> **What is required**: Every record below should be repeated exactly, with the pictures left out.

> **Items listed in a dataset**:
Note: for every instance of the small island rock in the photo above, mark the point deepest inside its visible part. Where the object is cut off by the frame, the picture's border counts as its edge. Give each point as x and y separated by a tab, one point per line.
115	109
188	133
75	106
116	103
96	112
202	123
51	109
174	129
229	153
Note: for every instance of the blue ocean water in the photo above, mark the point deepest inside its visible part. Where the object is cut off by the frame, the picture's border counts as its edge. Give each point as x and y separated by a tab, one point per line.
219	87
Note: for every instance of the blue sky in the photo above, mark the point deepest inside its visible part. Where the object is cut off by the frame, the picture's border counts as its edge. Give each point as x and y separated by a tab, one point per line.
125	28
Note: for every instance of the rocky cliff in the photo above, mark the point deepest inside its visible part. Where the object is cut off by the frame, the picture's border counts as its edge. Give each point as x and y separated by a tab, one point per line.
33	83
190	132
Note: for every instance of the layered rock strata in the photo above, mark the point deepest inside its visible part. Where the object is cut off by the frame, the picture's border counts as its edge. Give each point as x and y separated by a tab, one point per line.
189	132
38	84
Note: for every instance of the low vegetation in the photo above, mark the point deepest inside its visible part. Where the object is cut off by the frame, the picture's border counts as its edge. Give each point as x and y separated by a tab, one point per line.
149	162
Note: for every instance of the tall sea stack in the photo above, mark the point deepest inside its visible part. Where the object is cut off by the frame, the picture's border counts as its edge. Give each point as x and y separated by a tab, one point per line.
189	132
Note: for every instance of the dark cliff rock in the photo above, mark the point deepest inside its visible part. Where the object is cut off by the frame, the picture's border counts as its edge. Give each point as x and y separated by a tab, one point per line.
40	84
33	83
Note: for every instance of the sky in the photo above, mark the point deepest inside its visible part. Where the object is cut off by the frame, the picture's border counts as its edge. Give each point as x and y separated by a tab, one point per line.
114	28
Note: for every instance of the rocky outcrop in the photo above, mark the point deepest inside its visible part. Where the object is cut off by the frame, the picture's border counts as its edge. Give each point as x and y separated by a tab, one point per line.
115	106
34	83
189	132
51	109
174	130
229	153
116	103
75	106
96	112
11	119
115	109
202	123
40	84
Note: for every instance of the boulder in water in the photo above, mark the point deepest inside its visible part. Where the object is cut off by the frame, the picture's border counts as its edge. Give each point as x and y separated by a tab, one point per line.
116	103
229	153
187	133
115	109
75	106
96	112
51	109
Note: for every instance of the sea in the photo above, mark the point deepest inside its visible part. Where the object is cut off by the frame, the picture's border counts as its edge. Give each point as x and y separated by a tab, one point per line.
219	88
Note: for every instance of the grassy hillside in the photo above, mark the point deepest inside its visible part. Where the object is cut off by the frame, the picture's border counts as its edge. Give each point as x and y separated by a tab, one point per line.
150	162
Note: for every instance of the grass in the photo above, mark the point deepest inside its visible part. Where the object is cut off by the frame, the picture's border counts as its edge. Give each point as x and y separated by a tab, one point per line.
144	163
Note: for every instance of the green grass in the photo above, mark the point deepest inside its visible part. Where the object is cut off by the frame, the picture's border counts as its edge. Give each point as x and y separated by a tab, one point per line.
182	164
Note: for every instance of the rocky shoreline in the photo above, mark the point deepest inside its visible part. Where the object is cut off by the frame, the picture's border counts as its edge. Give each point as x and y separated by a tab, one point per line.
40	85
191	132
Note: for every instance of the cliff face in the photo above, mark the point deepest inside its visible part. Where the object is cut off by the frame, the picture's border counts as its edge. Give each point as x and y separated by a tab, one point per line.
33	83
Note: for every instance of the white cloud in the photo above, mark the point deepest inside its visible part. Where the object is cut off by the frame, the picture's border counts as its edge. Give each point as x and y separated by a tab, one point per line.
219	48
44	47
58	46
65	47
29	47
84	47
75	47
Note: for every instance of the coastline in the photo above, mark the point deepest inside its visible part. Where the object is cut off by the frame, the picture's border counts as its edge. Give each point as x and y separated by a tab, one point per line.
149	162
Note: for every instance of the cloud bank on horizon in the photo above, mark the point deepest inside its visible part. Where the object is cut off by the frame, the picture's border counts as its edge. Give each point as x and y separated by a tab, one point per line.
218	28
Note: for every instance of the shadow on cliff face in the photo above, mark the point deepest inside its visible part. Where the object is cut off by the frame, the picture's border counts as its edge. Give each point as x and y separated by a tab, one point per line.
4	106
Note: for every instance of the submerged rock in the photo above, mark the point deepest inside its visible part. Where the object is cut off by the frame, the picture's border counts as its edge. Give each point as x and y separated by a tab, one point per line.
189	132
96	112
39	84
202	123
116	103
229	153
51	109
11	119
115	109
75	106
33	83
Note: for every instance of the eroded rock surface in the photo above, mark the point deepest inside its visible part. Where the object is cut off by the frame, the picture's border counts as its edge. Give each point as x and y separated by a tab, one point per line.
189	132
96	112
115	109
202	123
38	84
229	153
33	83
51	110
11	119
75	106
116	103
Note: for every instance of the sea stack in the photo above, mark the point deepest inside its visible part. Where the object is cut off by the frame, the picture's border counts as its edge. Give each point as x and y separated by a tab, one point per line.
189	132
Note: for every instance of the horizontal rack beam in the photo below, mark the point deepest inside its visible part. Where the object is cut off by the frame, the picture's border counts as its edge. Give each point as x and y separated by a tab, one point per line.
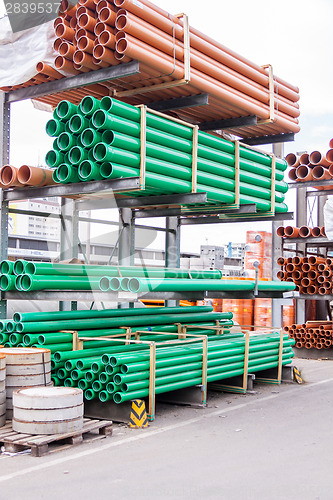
224	218
180	102
240	121
269	139
146	201
177	212
79	188
73	82
298	185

> **Solution to this exercise**:
Note: for every instance of the small island rock in the photo above, mark the point deepest inside its visible part. Where the object is cut off by the frame, the picture's border counts as its edge. Give each point as x and y separated by a tab, one point per line.
115	109
188	133
75	106
116	103
96	112
202	123
51	109
174	129
229	153
Note: for every instance of the blue ocean water in the photo above, mark the point deepest inside its visible part. Where the object is cut off by the frame, the picture's border counts as its edge. Give each point as x and y separated by a tab, one point per line.
219	87
Note: for every instance of the blue sky in the photo above, mark the point deepest inside its visible part. Where the object is cut off by the frame, the picture's border counts as its edge. Give each point as x and y separated by a tab, one point per line.
125	28
Note: for every instance of the rocky cliff in the photo above, mark the point deepest inside its visible part. Where the object is cut off by the frame, the picture's border counts as its edge. Give each point as x and y separated by a tab, one point per line.
33	83
190	132
Note: for every instance of the layered rock strata in the photo above, mark the point deepest inside its visible part. Where the object is cut off by the frame, the picture's border counts as its edge. Give each point as x and y separated by a tab, one point per line.
189	132
38	84
Note: for every instance of the low vegetation in the photo above, mark the point deepest inside its visible part. Where the object is cut off by the frame, the picture's border counts as its edge. Give each point as x and y separated by a tab, one point per line.
149	162
Note: for every instance of the tall sea stack in the photo above, mark the point deepest inside its visible part. Where the object is cut off by the frame, the picture's border counts as its edge. Give each point as x and y separated by a tab, one point per line.
189	132
Note: for every instance of the dark cliff rock in the photo above, mark the point deepest inside its visible part. Where the object is cut off by the frame, the picture's border counts as its edge. Give each point as x and y separated by a tab, one point per line.
40	84
33	83
Note: for every instance of the sky in the photo above, mark the point deepest inside its visible part. Where the object is cut off by the frame, the picture's border counts as its edge. Give each point as x and y separated by a tab, one point per line.
114	28
Note: for every instance of the rocky outcrop in the photo above, mark the point deepest inside its visible part. Where the object is cut off by the frame, the picture's border counts as its edge. Give each point as x and y separated by a tab, one point per line.
115	106
34	83
189	132
51	109
174	130
229	153
116	103
75	106
96	112
11	119
115	109
202	123
40	84
Note: for every instance of the boulder in water in the photo above, mark the point deepest inside its visible part. Where the object is cut off by the frame, the picture's border counts as its edge. Give each point as x and y separated by a tab, one point per line.
116	103
229	153
187	133
115	109
75	106
96	112
51	109
Note: for every instance of the sea in the photo above, mark the point deepest inside its visible part. Where the object is cut off by the frame, the picture's border counts as its edge. Give each point as x and y separated by a tab, one point per line.
219	88
Note: for every instance of the grassy hillside in the photo above, mark the point deepest inside its visible part. Where the object is cut off by the frame, the picture's border counts as its edge. Give each point as x and y separated by a tab, one point per line.
150	162
Note: for every instance of the grass in the photo above, mark the point deepest inside its visible part. Where the object is cut off by the frame, the picture's border counts as its edge. Give each point as x and y separated by a tab, one point per line.
144	163
Note: for every instance of the green grass in the photo above, mark the point deepest inside its visible part. Where the object is cut off by the frame, the picture's border counts as its edge. Give each point as x and y separated by a tab, one point per line.
182	164
Note: for every instance of the rocky shoreline in the photo above, mark the point deepest inside its visible part. Where the object is cut off by the frame, the picture's border counts as its edge. Give each point as x and y separated by a tab, one point per line.
40	85
191	132
Note: for every instance of the cliff face in the photo above, mark the point deepest inside its visible part. Where the object is cut off by the frame, the picture's border counts as its edge. Give each point as x and y separated by a tab, one point per line.
33	83
Note: for every instance of the white cloud in the photo above, mark the point deepest inside its visible part. Where the object is cut off by the frame, the picture's border counts as its edge. Give each point as x and y separated by a tab, one point per line.
219	48
44	47
58	46
65	47
29	47
84	47
75	47
Note: for every instance of the coastline in the photo above, mark the point deepest inside its visible part. Where the object is cut off by the frame, the picture's border counts as its edge. Give each point as x and y separated by a tab, one point per line.
149	162
Note: for every instance of the cloud bank on horizon in the photo above, mark the point deepest inside its visible part. Where the object is cut off by the frame, the picture's border counts as its edge. Give each point as x and y separated by a tab, one point per line.
218	28
Note: for every instance of the shadow on cliff face in the photo above, mark the point deepest inside its visible part. Where the object is cut off by the frame, the picture's border counts as its edge. Give each point as x and y separated by a tab, one point per line.
4	106
Note: for every instance of the submerged rock in the photo above, mark the point deepest inside its visible part. Where the object is cut off by the frame, the picture's border counts as its edge. Give each point as x and y separated by a tab, one point per line.
189	132
96	112
39	84
202	123
116	103
229	153
51	109
11	119
115	109
75	106
33	83
Note: for every instance of the eroded rock surface in the photo above, mark the point deepest inside its visible part. Where the object is cut off by the frame, the picture's border counts as its edge. Give each point as x and y separated by a tab, one point per line.
189	132
96	112
115	109
202	123
38	84
229	153
33	83
51	110
11	119
75	106
116	103
Note: for every instance of the sea stack in the photo above, mark the point deepest inside its visible part. Where the object is cut off by the frame, the picture's border counts as its edge. Give each point as x and y separated by a tab, one point per line.
189	132
Note: for every instance of the horizontal rack beam in the photo below, mark the point deepest inside its visible part. Where the object is cut off by the frame, the picture's border counts as its edge. Give each point as x and y separated by a tab, one point per line.
224	218
180	102
240	121
269	139
146	201
177	212
79	188
73	82
298	185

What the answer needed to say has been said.